# Life, the Universe and everything



## moonmaster

Hello all, i am doing an art project based on the works of one of my favorite authors (Douglas Adams)
I would like to incorporate the name of one of his books into the piece in latin.

The title is "Life, the Universe and everything"

I have this roughly translated as Vita, universum et omnia

I have roughly sketched out my intended usage.



The circle is suposed to be the earth with this scrollwork wraped around it.

I have omitted the "et" as i wasnt sure where it would go, i belive it looks better this way aswell although probably not the exact correct translation anymore?
I am not too fussed on a 100% acurate translation as i am using latin for its aesthetics although i would prefer it was correct

If anyone could suggest any improvements or comment on my translation and usage i would very much appreciated it.


----------



## XiaoRoel

En latín _universus, -a, um_ es un adjetivo. Puedes usar _*mundus*_ que se suele usar con el adjetivo _uniuersus_: *uniuersus mundus* (aunque también se usa solo sin el adjetivo). Si quieres usar el adjetivo* universus *como substantivo debes usarlo en neutro plural,* universa.*


----------



## Casquilho

Would not _ceterae [res]_ be better than _omnia_? I mean, I think it translates better the idea of everything in this context. In Horace's epode XIII there's something like _ceteris mitte loqui_, which I've translated as "let us talk no more of so many things". I may be wrong, of course, but I hear in _ceterae res_ something like "everything else", which, I think, is the sense intended by Douglas Adams.


----------



## Casquilho

moonmaster said:


> I have omitted the "et" as i wasnt sure where it would go, i belive it looks better this way aswell although probably not the exact correct translation anymore?

→ **INFORMATION PROVIDED**:
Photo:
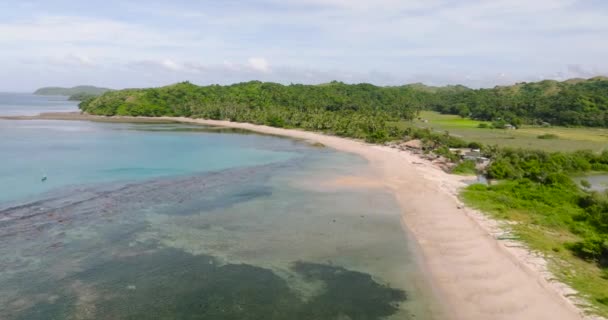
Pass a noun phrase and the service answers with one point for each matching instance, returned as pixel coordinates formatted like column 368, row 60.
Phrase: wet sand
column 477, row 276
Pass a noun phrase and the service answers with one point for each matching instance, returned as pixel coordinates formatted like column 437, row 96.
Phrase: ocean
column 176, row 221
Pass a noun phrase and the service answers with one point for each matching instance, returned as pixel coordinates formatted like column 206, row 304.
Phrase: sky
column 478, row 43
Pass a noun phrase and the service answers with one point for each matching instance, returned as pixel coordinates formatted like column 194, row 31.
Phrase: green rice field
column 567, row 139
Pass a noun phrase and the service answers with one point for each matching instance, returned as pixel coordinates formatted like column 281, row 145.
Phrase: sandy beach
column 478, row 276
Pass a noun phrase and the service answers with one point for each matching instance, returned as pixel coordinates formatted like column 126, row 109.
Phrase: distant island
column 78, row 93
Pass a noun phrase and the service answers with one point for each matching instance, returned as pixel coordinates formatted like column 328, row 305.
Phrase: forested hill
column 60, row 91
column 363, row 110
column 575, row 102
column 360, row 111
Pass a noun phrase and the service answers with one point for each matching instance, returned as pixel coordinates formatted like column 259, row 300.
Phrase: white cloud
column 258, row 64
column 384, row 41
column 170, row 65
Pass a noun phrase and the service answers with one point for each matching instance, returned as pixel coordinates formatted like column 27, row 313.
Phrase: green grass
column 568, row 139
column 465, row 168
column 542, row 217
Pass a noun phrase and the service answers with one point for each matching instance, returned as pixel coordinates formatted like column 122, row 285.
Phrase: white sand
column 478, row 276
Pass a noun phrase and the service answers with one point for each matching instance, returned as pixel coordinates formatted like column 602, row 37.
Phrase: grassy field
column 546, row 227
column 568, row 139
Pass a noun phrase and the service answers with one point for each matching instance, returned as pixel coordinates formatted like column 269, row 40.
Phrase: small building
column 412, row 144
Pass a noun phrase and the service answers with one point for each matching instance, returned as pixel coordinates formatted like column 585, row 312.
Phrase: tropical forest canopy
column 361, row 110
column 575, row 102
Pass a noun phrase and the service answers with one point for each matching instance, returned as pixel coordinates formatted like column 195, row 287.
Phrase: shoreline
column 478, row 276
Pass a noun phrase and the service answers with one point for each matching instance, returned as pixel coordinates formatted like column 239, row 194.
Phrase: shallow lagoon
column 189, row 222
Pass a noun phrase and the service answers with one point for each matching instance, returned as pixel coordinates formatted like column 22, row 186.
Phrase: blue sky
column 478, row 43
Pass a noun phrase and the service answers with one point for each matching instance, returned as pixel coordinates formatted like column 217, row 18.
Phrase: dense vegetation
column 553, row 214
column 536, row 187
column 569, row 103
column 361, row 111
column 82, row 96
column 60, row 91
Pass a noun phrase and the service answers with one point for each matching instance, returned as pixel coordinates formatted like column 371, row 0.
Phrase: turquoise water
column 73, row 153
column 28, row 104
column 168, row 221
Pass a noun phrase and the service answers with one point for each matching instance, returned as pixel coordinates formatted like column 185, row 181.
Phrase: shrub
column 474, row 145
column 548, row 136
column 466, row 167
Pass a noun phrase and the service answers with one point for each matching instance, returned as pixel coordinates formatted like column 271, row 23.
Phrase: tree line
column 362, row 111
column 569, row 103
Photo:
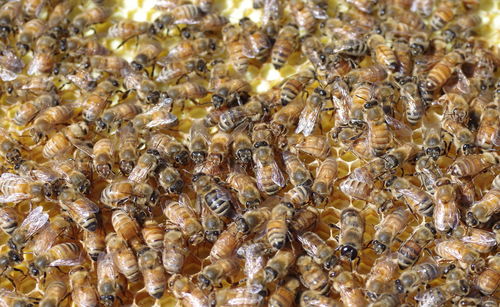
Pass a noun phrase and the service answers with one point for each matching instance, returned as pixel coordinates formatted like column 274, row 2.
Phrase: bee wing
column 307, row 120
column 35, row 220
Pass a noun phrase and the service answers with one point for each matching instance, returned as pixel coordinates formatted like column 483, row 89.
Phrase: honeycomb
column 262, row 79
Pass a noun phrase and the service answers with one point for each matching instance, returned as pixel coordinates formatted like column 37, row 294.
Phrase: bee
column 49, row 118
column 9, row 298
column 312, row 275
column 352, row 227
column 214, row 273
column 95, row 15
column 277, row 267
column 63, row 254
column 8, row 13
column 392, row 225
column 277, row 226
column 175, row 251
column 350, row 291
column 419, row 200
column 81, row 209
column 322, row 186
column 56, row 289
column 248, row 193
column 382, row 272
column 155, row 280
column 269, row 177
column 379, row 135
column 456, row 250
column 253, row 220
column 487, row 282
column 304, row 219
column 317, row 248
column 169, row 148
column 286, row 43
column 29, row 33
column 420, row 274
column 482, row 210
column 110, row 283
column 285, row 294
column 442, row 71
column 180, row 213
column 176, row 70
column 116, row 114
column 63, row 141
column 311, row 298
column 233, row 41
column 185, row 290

* * *

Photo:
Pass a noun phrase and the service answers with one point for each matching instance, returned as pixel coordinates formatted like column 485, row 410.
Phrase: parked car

→ **TO BE DONE**:
a) List the distinct usernames of everyone who posts in the Latin translation thread above.
b) Continue the Latin translation thread above, picking up right after its final line.

→ **RESPONSES FOR EACH TASK**:
a) moonmaster, XiaoRoel, Casquilho

b)
> I am not too fussed on a 100% acurate translation as i am using latin for its aesthetics although i would prefer it was correct
> 
> If anyone could suggest any improvements or comment on my translation and usage i would very much appreciated it.



I think it would be more aestethically appealing if instead of _et_, you use the enclitic _-que_: _universa, vita ceteraeque._


----------



## Cagey

_ceterae res_ would the rest, everything that is left after Life and the Universe are taken out.  This is a matter of interpretation, but I am inclined to prefer _omnia_ [all things, everything] which is inclusive of the two things that go before. In this case, the three things are of increasing generality: Life --> The Universe ---> _Everything_.  

With that in mind, I would prefer _mundus_ or _mundus universus_, which is closer to our sense of "universe" as the cosmos or the heavens. 

My preference would be:  _Vita, mundus [universus] et omnia._


----------



## keepcalm&carryon

I agree with Casquilho, using _-que_ instead of _et_ is definitely the way to go IMO.


----------



## Casquilho

Moonmaster, may I suggest you to put a [XLII], within a rectangle, under the Earth?


----------



## Casquilho

Now I think your best choice is,
_uita [uniuersus] mundus omniaque.

_(using u instead of v is more classical)


----------



## Scholiast

salve!

How about _vita et orbis terrarum mundusque totus_?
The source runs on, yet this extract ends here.